_Exercise prompt_
Below are some entries; can you quote all of them exactly?

_Data excerpts_

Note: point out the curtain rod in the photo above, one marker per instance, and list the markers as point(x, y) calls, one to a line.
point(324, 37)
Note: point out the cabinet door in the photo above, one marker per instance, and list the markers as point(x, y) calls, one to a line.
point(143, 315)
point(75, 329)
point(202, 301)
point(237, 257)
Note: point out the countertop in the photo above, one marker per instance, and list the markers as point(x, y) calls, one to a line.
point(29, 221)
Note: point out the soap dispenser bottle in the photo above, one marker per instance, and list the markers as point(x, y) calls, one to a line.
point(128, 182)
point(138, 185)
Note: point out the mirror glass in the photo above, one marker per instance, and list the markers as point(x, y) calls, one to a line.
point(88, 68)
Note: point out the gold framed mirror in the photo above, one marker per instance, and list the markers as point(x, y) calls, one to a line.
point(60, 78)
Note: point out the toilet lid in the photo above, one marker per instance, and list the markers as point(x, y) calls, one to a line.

_Answer_
Note: point out the curtain rod in the photo above, one marker per instance, and list the markers as point(x, y) calls, one to a line.
point(324, 37)
Note: point out the cabinet door in the photo above, one marker per instance, and list the markers as point(x, y) calls, one to a line.
point(143, 315)
point(75, 329)
point(202, 301)
point(237, 257)
Note: point out the countertop in the photo above, one marker per instance, and list the markers as point(x, y) calls, one to a line.
point(29, 221)
Note: point out the soap dispenser bottle in the photo above, one marker per instance, and list the markers as point(x, y) calls, one to a line.
point(128, 182)
point(138, 185)
Note: point out the mirror glass in the photo above, one marker per instance, and list the markers as point(x, y) calls, one to a line.
point(88, 68)
Note: point out the gold framed mirror in the photo above, one marker per instance, and list the markers as point(x, y) calls, one to a line.
point(60, 78)
Note: point out the toilet lid in the photo above, one marker per instance, and list the markers as point(x, y) calls, one to a line.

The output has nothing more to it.